EXTRACT PROVIDED:
- - -
Joe Musgrove’s Weird One-Seam Sinker

We first encountered Joe Musgrove’s one-seam sinker around the All-Star break, when the Houston Astros right-hander was kind enough to show us the grip before his appearance in the Futures Game. I’d never seen a one-seam grip before, unless you count the one Zach Britton showed us. While we could spot glimpses of the sinker in the Futures Game and in his minor-league games, it wasn’t until Musgrove came up and started pitching in the big leagues that we could truly put his pitch in the context of other big-league sinkers. It’s weird.

Here’s that grip, again. It’s notable for a few reasons. It’s not a four-seam grip because he’s not pulling down on a seam to create the down-up spin that gives four-seam fastballs their trademark upwards “ride.” And it’s not a two-seam grip because he’s not pulling down on a seam with his middle finger, which traditionally creates the sideways spin that gives two-seam fastballs their sideways “fade.”

That one-seam sinker grip.
- - -
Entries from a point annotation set
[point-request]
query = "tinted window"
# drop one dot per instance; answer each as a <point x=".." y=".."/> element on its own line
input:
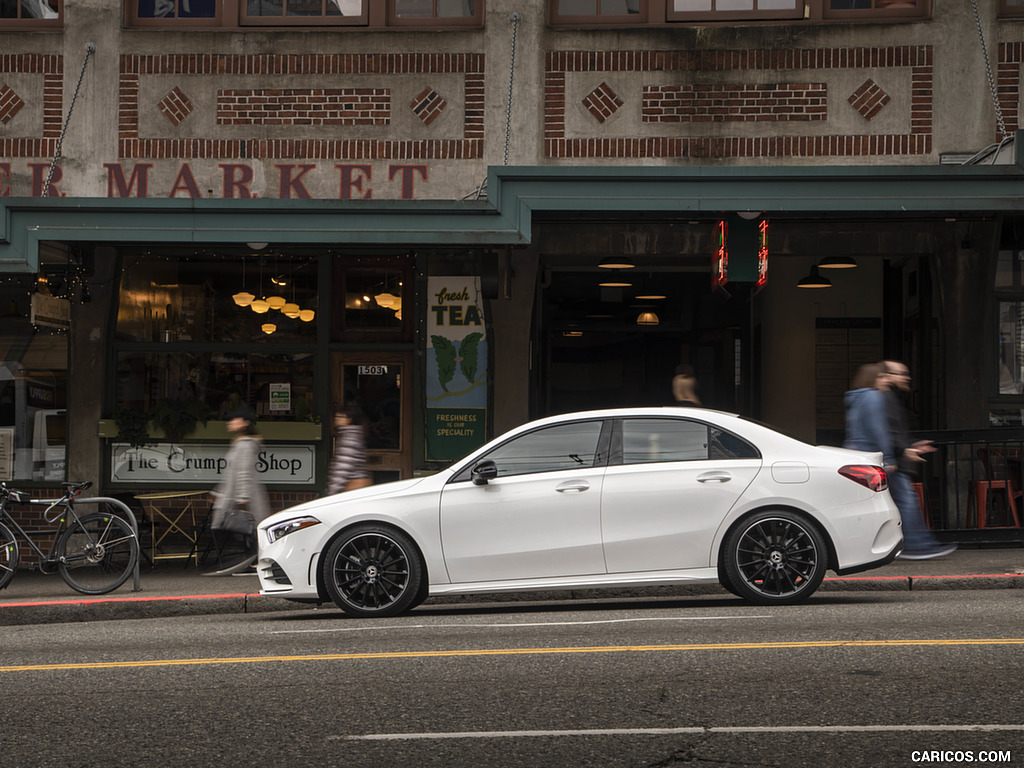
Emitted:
<point x="646" y="440"/>
<point x="727" y="445"/>
<point x="564" y="446"/>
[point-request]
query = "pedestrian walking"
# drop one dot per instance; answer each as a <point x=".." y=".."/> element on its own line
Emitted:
<point x="919" y="543"/>
<point x="684" y="386"/>
<point x="240" y="502"/>
<point x="347" y="470"/>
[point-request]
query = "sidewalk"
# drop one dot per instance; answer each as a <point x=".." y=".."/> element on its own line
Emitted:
<point x="173" y="590"/>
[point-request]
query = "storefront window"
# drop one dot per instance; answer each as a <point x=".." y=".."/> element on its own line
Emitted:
- - -
STATED PROBLEM A: Name every kind of seam grip the sinker article mentions.
STATED PROBLEM B: Change the sinker article's passage starting at "We first encountered" and ending at "sinkers. It’s weird." so that "Futures showcase" stands wherever "Futures Game" does.
STATED PROBLEM C: According to the sinker article, which finger traditionally pulls down on a seam to create a two-seam fastball's sideways spin?
The material isn't needed for any of this.

COMPLETE ANSWER A: One-seam, four-seam, two-seam

COMPLETE ANSWER B:
We first encountered Joe Musgrove’s one-seam sinker around the All-Star break, when the Houston Astros right-hander was kind enough to show us the grip before his appearance in the Futures showcase. I’d never seen a one-seam grip before, unless you count the one Zach Britton showed us. While we could spot glimpses of the sinker in the Futures showcase and in his minor-league games, it wasn’t until Musgrove came up and started pitching in the big leagues that we could truly put his pitch in the context of other big-league sinkers. It’s weird.

COMPLETE ANSWER C: The middle finger